▶ **EXCERPT**
Take Me Back to Eden shows Sleep Token experimenting in beautiful greatness, and in the end, we have a lot of emotional complexity to explore that will have you wanting more once you try it. I was given a chance to check out the hype, and it was well worth the ride!
Favorites: "Chokehold", "The Summoning", "Vore", "Ascensionism", "DYWTYLM", "Take Me Back to Eden"
I would have had every reason in the world to stay away from Sleep Token in 2023. When I listened to this band’s 2021 album This Place Will Become Your Tomb, I criticized as being another standard piece of cult-esque worship band. I could never deny the talent that was on display, but thanks in part to a lot of poorly executed songwriting techniques and formulas, that record did not sit well with me.
But perhaps we were only just getting to the meat of the Sleep Token cult. You see, ever since Bring Me the Horizon dropped That’s The Spirit in 2015, there seems to be an alarming attempt to “popify” metal in recent years (perhaps you could call a new wave of British heavy metal?). More acts like Bad Omens and Architects using electronics, but not in the traditional industrial sense; instead opting for electronic percussion and heavy bass presence. Hmm, isn’t there a style of metal music that focuses on rhythmic virtuosity and heavy bass presence?
It’s bizarre to see so many metal fans become enraged by a band like Sleep Token, when all they’ve done is take Animals As Leaders to its next logical conclusion. And on Take Me Back To Eden, I will admit this album is not a flawless attempt at bridging the gap between pop and metal, but it is the best representation of that tonal shift that I’ve heard from Sleep Token.

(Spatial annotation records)
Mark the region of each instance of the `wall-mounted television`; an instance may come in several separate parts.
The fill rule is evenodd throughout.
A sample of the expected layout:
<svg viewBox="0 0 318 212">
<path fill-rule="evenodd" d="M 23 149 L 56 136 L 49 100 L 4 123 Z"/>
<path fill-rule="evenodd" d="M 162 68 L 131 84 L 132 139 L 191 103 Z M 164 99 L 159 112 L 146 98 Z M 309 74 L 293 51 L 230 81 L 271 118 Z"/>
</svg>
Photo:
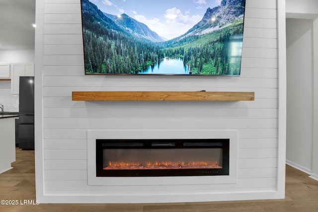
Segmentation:
<svg viewBox="0 0 318 212">
<path fill-rule="evenodd" d="M 81 5 L 85 75 L 240 75 L 245 0 Z"/>
</svg>

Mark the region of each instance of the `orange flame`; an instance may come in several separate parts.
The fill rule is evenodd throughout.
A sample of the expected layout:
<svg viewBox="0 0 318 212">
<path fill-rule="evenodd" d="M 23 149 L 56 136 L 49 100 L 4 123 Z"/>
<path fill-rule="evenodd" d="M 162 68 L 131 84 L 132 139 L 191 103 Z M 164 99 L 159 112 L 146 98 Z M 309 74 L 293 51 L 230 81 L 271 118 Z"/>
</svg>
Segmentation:
<svg viewBox="0 0 318 212">
<path fill-rule="evenodd" d="M 184 162 L 156 161 L 142 163 L 124 162 L 108 162 L 103 169 L 220 169 L 222 166 L 218 161 L 208 162 L 206 161 Z"/>
</svg>

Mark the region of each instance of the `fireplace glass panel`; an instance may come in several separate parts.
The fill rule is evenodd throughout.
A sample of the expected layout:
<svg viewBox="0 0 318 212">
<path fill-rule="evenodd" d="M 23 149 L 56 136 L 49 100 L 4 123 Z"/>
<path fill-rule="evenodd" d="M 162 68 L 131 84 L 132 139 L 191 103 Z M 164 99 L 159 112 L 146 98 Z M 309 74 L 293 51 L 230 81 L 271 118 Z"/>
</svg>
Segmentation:
<svg viewBox="0 0 318 212">
<path fill-rule="evenodd" d="M 97 139 L 97 176 L 228 175 L 229 146 L 229 139 Z"/>
</svg>

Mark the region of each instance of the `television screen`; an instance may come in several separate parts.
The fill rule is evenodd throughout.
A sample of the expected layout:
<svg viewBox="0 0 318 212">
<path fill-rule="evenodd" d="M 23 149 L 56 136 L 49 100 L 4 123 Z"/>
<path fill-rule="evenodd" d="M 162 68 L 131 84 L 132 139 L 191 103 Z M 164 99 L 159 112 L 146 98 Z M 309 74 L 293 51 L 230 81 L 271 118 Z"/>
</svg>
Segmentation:
<svg viewBox="0 0 318 212">
<path fill-rule="evenodd" d="M 81 0 L 86 75 L 238 76 L 245 0 Z"/>
</svg>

▶ **WHAT IS BEING ASKED**
Quote the review of Take Me Back to Eden word for word, covering everything from "Take Me Back to Eden shows" down to "worth the ride!". The items have nothing to do with the task.

▶ **WORKED SOLUTION**
Take Me Back to Eden shows Sleep Token experimenting in beautiful greatness, and in the end, we have a lot of emotional complexity to explore that will have you wanting more once you try it. I was given a chance to check out the hype, and it was well worth the ride!